■ Exercise tasks:
1 – In the comments on ACT Police crime statistics, rewrite the passage that starts at "From looking at" and stops after "streets at night.", replacing "ACT Police" with "Canberra's police".
2 – According to the comments on ACT Police crime statistics, how many operational police officers police Canberra?

■ Excerpt provided:
- - - - -

Recidivism rates are very bad, who is to blame for that? The courts for failing to properly punish/rehabilitate the offenders, or the Police for apprehending the offenders after they have been released from custody?

ITS THE DRUGS MAN!!! The majority of these are not your regular Aussie,middle class people. They are poverty stricken, mostly from horrific backgrounds, with unstable & unsafe home lives (if they are lucky enough to have someone looking out for them) with learning difficulties and/or lower levels of education. And their numbers are growing big time with the meth…

buzz819 10:45 am 10 Jul 16

Thanks for that, is there an extended report to that?

The clearance rate listed was for a 30 day period, what about 60 day period and over 90 days?

From looking at media reports most armed robbery’s and indeed burglary’s aren’t put before the courts until up to a year later. When is the offence seen as cleared? When the matter proceeds to court, when the matter is finalised at court or when an offender is identified?

The report also shows that ACT Police has the least amount of staff, yet in most instances people feel safer both in their homes and walking the streets at night.

I don’t know about calling Police and the incident not being logged, I have heard anecdotal evidence about it, but from asking further questions about the people that have said such things, they have also said that they wanted to remain annonymous and did not want to provide any further information, such as possible offenders etc. How can an incident be raised without sufficient information to adequately send out a patrol car?

Is it a suggestion that every call that comes in be raised against their reporting system? Prank calls included?

It isn’t the full force of the AFP that Polices Canberra, from the look at those statistics, it is 849 operational Police officers, so about 15% of the AFP Police Canberra.

Recidivism rates are very bad, who is to blame for that? The courts for failing to properly punish/rehabilitate the offenders, or the Police for apprehending the offenders after they have been released from custody?

A_Cog 11:08 pm 09 Jul 16

Here’s a few reasons I’m hard on ACT Police…

The monthly crime stats they give neighbourhood watch areas (not the quarterly stats ACT Police put on their website) exclude 40% of crimes (they just don’t disclose all burglaries, all car thefts, etc), which makes people feel safer than they should feel. I reckon this is deliberate because the purchase agreement includes a KPI about people’s perceptions of crime, so it suggests the NHW stats are lightened in order to make people feel safer.

- - - - -

■ Record extracts:
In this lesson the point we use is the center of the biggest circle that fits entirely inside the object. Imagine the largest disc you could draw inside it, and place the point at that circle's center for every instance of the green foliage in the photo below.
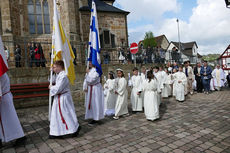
(149, 40)
(211, 57)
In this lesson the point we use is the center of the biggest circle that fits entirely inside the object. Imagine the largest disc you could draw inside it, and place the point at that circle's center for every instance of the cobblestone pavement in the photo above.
(200, 124)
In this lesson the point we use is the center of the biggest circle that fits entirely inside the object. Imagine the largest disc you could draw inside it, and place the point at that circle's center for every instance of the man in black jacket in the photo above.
(199, 84)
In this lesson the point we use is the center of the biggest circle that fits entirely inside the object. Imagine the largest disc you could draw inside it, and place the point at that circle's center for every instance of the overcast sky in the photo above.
(205, 21)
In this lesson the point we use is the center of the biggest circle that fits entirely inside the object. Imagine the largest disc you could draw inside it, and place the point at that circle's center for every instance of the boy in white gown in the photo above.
(150, 97)
(173, 82)
(143, 77)
(94, 104)
(160, 85)
(168, 83)
(110, 97)
(218, 77)
(180, 81)
(165, 91)
(136, 98)
(121, 107)
(63, 117)
(10, 127)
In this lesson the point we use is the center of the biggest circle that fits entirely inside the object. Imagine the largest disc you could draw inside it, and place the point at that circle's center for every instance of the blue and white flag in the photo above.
(94, 41)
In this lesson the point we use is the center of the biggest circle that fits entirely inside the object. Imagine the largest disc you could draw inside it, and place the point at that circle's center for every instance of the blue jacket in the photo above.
(208, 72)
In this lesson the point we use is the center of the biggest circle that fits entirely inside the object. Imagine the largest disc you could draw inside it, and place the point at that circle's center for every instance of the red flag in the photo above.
(3, 61)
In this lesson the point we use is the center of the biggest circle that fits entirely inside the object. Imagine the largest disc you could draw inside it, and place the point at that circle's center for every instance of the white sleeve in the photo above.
(60, 85)
(121, 87)
(92, 78)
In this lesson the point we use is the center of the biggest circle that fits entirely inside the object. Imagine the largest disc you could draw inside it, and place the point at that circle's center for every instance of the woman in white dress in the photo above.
(110, 96)
(151, 106)
(180, 81)
(135, 97)
(121, 107)
(63, 117)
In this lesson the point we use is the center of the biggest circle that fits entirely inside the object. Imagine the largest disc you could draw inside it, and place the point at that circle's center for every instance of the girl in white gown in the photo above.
(151, 106)
(110, 96)
(121, 107)
(63, 117)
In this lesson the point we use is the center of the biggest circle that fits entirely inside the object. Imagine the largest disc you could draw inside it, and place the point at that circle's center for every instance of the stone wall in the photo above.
(36, 75)
(14, 28)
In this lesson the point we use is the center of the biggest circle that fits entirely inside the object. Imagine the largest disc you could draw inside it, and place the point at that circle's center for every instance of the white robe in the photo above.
(165, 90)
(110, 97)
(212, 88)
(94, 104)
(169, 84)
(180, 87)
(63, 117)
(150, 103)
(10, 127)
(160, 86)
(219, 77)
(143, 78)
(121, 107)
(136, 100)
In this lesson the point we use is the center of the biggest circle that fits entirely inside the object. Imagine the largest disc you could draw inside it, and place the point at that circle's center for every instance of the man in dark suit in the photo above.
(206, 75)
(197, 74)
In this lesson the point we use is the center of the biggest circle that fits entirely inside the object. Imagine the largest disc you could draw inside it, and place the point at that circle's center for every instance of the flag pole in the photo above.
(51, 76)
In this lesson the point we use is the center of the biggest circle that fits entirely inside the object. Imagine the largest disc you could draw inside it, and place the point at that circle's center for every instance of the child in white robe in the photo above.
(136, 98)
(151, 106)
(94, 104)
(10, 127)
(110, 97)
(173, 84)
(63, 117)
(165, 91)
(158, 77)
(180, 84)
(121, 107)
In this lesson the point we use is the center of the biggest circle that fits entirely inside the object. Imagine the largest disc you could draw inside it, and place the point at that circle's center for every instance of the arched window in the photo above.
(38, 13)
(31, 14)
(46, 16)
(39, 17)
(107, 39)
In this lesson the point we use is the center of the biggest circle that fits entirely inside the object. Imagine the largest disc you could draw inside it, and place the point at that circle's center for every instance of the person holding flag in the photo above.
(10, 127)
(95, 99)
(63, 119)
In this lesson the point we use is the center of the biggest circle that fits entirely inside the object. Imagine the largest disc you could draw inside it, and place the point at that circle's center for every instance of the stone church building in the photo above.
(23, 21)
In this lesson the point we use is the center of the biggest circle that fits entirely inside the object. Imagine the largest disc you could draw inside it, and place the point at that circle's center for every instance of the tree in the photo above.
(149, 40)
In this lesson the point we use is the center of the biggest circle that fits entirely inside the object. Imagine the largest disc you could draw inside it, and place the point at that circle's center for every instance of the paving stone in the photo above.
(200, 124)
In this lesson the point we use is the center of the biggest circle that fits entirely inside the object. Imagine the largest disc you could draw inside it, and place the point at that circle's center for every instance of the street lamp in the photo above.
(227, 3)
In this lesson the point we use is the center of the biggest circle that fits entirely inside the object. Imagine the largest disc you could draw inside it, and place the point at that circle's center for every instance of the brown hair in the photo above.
(60, 63)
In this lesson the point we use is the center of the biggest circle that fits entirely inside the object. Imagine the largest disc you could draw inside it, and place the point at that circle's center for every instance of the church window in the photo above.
(38, 14)
(107, 39)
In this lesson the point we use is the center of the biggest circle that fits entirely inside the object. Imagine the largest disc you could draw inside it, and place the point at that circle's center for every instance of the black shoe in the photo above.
(20, 141)
(92, 123)
(55, 137)
(77, 132)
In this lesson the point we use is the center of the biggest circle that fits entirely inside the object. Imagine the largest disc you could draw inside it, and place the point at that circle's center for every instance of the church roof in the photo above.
(186, 48)
(102, 7)
(159, 39)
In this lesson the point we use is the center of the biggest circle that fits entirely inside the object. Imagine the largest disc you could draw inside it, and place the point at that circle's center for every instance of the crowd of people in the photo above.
(148, 88)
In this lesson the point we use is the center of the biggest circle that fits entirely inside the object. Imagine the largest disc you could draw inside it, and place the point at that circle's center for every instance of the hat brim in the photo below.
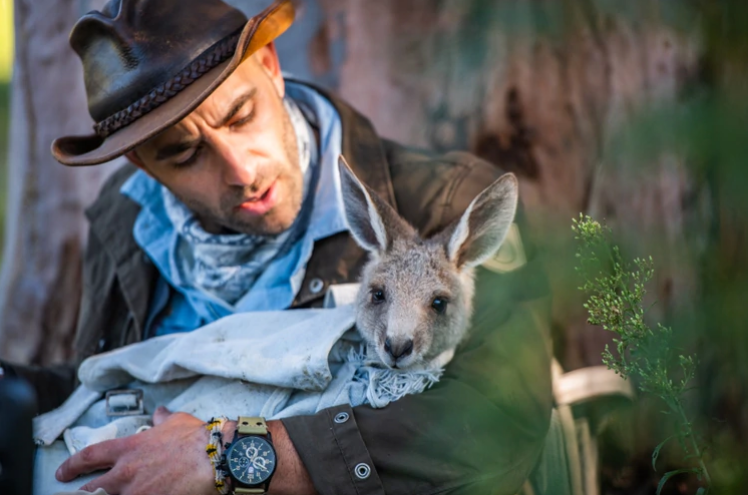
(77, 151)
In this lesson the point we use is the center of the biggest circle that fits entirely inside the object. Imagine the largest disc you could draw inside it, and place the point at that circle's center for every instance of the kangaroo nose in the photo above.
(399, 348)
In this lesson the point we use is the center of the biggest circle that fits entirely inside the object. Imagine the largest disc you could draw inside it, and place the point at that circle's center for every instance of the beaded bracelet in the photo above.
(215, 450)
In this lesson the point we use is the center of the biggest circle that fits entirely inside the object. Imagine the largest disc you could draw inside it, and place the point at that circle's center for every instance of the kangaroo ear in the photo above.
(482, 228)
(373, 223)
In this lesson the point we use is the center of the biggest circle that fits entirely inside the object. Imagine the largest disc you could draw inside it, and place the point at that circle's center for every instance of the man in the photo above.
(231, 204)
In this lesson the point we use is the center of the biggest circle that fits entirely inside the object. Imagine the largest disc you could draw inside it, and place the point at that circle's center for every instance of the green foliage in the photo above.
(615, 291)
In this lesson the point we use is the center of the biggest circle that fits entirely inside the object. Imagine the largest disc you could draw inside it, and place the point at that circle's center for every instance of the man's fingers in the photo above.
(93, 458)
(160, 415)
(110, 482)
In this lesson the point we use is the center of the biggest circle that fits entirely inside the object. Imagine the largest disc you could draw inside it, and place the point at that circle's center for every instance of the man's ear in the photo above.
(267, 58)
(133, 157)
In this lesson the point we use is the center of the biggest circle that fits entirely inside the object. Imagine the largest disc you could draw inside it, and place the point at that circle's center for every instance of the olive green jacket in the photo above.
(481, 429)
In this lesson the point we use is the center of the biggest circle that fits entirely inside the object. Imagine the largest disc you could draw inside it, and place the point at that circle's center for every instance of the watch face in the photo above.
(251, 460)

- - - - -

■ Responses:
1 –
From looking at media reports most armed robbery’s and indeed burglary’s aren’t put before the courts until up to a year later. When is the offence seen as cleared? When the matter proceeds to court, when the matter is finalised at court or when an offender is identified?

The report also shows that Canberra's police has the least amount of staff, yet in most instances people feel safer both in their homes and walking the streets at night.

2 – 849 operational police officers, about 15% of the AFP.